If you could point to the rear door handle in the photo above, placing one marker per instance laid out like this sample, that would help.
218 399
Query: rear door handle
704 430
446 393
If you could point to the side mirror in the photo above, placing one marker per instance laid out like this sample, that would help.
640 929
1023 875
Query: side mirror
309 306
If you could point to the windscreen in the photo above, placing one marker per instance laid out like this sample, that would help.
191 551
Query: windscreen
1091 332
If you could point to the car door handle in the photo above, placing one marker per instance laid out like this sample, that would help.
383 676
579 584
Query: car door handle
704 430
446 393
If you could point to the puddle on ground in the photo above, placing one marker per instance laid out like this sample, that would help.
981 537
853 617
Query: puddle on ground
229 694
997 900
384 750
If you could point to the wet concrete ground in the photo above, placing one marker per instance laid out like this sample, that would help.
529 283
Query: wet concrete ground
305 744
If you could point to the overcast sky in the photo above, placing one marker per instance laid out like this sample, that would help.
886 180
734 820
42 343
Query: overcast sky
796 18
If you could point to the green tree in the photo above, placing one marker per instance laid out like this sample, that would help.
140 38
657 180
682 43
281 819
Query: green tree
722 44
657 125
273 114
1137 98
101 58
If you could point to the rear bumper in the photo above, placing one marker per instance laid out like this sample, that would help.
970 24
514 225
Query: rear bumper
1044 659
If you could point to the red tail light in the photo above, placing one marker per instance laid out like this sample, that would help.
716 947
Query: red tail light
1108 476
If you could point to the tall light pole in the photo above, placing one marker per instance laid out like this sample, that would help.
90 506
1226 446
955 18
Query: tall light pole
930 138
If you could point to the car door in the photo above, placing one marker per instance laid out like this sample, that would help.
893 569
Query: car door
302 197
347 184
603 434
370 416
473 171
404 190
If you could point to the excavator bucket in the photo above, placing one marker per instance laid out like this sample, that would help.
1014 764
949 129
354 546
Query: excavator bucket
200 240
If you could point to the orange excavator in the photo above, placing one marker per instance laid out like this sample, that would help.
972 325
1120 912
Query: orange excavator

— Required work —
Return the listing above word for word, keeping every line in its original order and form.

— Solution to this problem —
If you could point to the rear door handle in the photo above, placing one marker per instance laid out like this sample, that would help.
218 399
Query: rear door handle
704 430
446 393
If you could point to the side mirror in the photo above, placing one marker per instance laid out like this sample, that would help.
640 929
1023 875
Query: side mirror
309 306
If you could point to the windscreen in the photo above, placing one marker per instance laid out like this sample, that would help.
191 551
Query: windscreen
1091 332
If you could point to the car door handle in the photo above, placing one marker per instance laid out like this sample, that would help.
383 676
579 584
Query: car door handle
704 430
446 393
If you could point to the puddle on ground in the photo above, placing one marker per instance laid out like this sample, that would help.
981 537
853 617
Query: puddle on ground
229 694
997 900
384 750
If you could point to the wet concrete ground in the photo above, placing one marker per instance laid out like this sample, that would help.
529 283
Query: wet concrete ground
305 744
If you could point to the overcast sky in the photo above, placing one marker per instance laid out like this sample, that would help.
886 180
734 820
42 343
Query: overcast sky
796 18
If you could point to the green tree in the photo above, placing one marker per instance laid out like this sample, that would help.
140 38
657 180
682 43
281 819
Query: green tree
722 44
657 125
273 114
1137 98
101 58
If you could point to the rear bumper in the photo above, placing one marker per instance laid out like this sample, that would help.
970 24
514 225
Query: rear bumper
1044 659
If you could point to the red tail light in the photo above, placing one marker per instance laid out like this sample, that would help.
716 947
Query: red tail light
1108 476
If you could point to the tall light pole in the photo above, placing one marker per instance laid out like this sample, that would help.
90 506
1226 446
955 18
Query: tall light pole
930 138
If you could point to the car door in the photo above, placing one marker per instance laid out like this sample, that would help.
893 569
Query: car door
302 197
347 184
603 434
370 416
473 171
404 190
If you could point to the excavator bucket in the photo above, placing one marker per instance laid out like this sample, that would help.
1014 764
949 129
354 546
Query: excavator bucket
200 240
If you could point to the orange excavator in the photo above, placing one marker per instance laid out like this sample, that would help.
972 325
1120 912
Query: orange excavator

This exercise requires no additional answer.